Aim. Repeat all of the following lines word for word, leaving out the pictures.

Pointing dataset records:
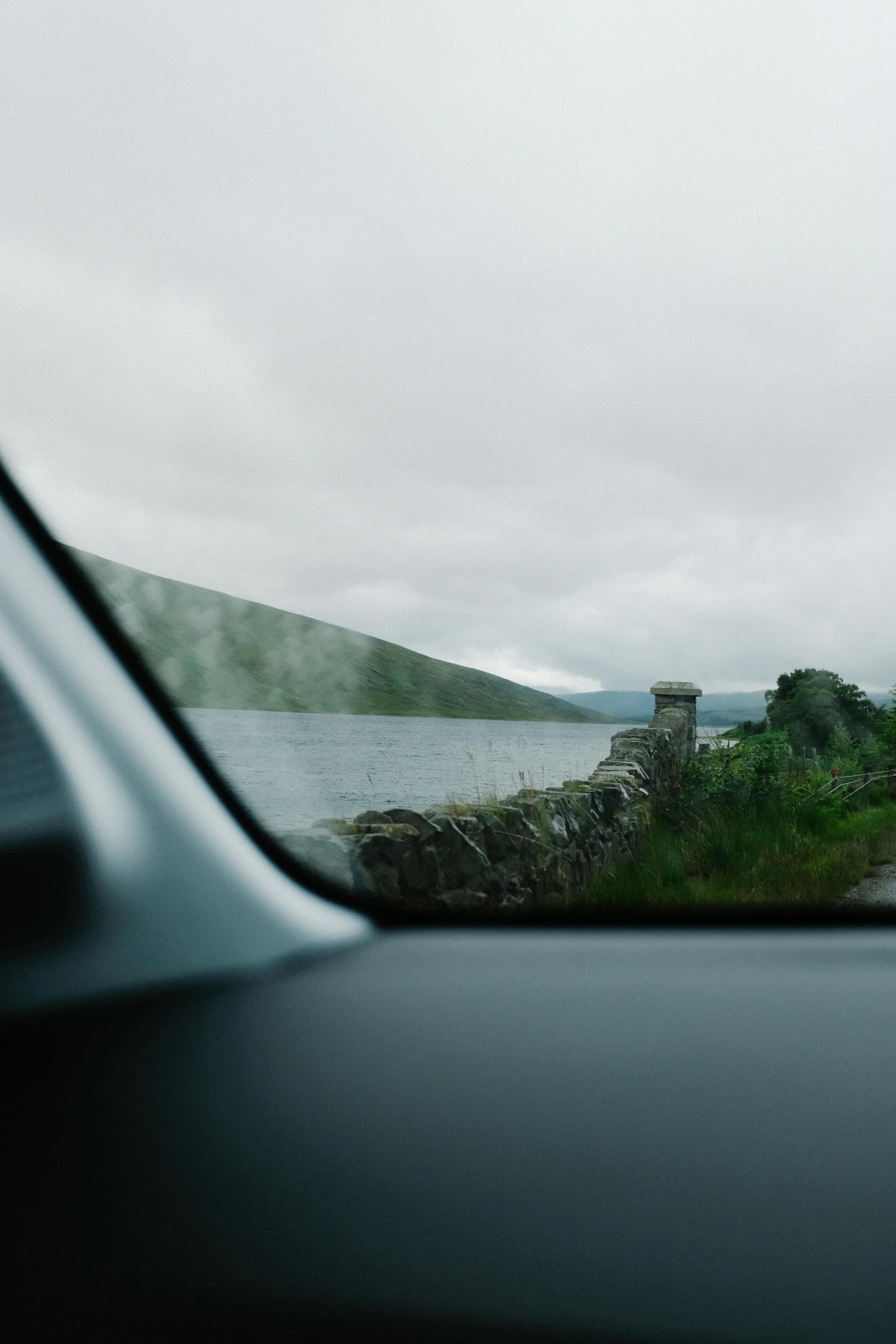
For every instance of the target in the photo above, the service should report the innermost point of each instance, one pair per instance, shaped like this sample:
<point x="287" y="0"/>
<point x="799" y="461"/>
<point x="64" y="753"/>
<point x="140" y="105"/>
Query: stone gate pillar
<point x="683" y="695"/>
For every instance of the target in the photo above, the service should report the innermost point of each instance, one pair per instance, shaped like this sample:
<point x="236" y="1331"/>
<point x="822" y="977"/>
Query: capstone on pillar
<point x="683" y="695"/>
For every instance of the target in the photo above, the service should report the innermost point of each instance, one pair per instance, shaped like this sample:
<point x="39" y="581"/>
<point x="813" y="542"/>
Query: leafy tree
<point x="809" y="705"/>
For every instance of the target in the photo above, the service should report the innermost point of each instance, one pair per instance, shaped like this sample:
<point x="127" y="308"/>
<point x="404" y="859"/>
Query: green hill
<point x="213" y="651"/>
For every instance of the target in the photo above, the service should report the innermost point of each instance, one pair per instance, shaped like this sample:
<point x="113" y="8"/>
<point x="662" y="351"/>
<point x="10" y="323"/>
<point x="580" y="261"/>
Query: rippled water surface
<point x="293" y="769"/>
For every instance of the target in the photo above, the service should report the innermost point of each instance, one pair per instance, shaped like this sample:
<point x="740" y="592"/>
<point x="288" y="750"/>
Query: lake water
<point x="293" y="769"/>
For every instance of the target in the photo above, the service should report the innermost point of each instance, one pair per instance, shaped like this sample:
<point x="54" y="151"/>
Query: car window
<point x="479" y="419"/>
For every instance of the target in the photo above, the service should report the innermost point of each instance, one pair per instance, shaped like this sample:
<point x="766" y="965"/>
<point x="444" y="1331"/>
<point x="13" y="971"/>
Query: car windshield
<point x="480" y="420"/>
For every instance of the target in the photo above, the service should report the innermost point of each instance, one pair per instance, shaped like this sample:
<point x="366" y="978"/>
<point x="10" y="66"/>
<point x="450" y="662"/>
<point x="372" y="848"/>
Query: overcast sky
<point x="555" y="339"/>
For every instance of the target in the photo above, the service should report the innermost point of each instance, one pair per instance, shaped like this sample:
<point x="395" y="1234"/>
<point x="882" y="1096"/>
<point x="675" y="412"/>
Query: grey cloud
<point x="539" y="336"/>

Output.
For every instance of the target in the photo above, the service should report the innermost point of each instance, one pair per instance, shaped like this sample:
<point x="287" y="0"/>
<point x="799" y="461"/>
<point x="64" y="753"/>
<point x="140" y="105"/>
Query: stone gate pillar
<point x="683" y="695"/>
For every instance of the target in the photo above, the service should report the innermost point of each instance, one pair per instance, shaped like this sample:
<point x="236" y="1331"/>
<point x="822" y="977"/>
Query: capstone on pillar
<point x="683" y="695"/>
For every instance of the target in the photo above, the service should report the innermost point of each instance, one pair per instance, shaped like this sample:
<point x="39" y="581"/>
<point x="813" y="542"/>
Query: leafy tree
<point x="809" y="705"/>
For every instance of the target in the photo above, the service should report the innermost point of each instance, one pair per instance, shaped like this sample:
<point x="127" y="308"/>
<point x="404" y="859"/>
Query: green hill
<point x="213" y="651"/>
For every instance of the target in the photo above, the service should report the innermost point of each instance, one pair per instance, shaped like this sample:
<point x="113" y="8"/>
<point x="662" y="351"/>
<point x="10" y="323"/>
<point x="580" y="261"/>
Query: rippled water surface
<point x="293" y="769"/>
For every instance of the target in the photo above, the service should report the innermost point of each instance, one pair per instance, shaped like this sample:
<point x="740" y="592"/>
<point x="288" y="750"/>
Query: lake water
<point x="293" y="769"/>
For every instance of the target in the photo above, the service should report the innermost point of each instance, one pair per instance, shaped like this sample:
<point x="54" y="151"/>
Query: car window
<point x="479" y="419"/>
For every instance of the target in the photo above, the service should report the innermost point of each instance, one pair per instance, shaped like this sample:
<point x="766" y="965"/>
<point x="444" y="1331"/>
<point x="13" y="971"/>
Query: car windshield
<point x="480" y="420"/>
For every instance of the target in the photo above, the service should report the innermost point of each instance, one pair per instance, shaped like this sample:
<point x="366" y="978"/>
<point x="10" y="66"/>
<point x="450" y="662"/>
<point x="372" y="848"/>
Query: overcast sky
<point x="555" y="339"/>
For every instance of the target in the photo above, the service should report the innermost point of each instance, one pair per instance, shaped like this sample:
<point x="395" y="1234"/>
<point x="882" y="1096"/>
<point x="675" y="412"/>
Query: grey cloud
<point x="539" y="336"/>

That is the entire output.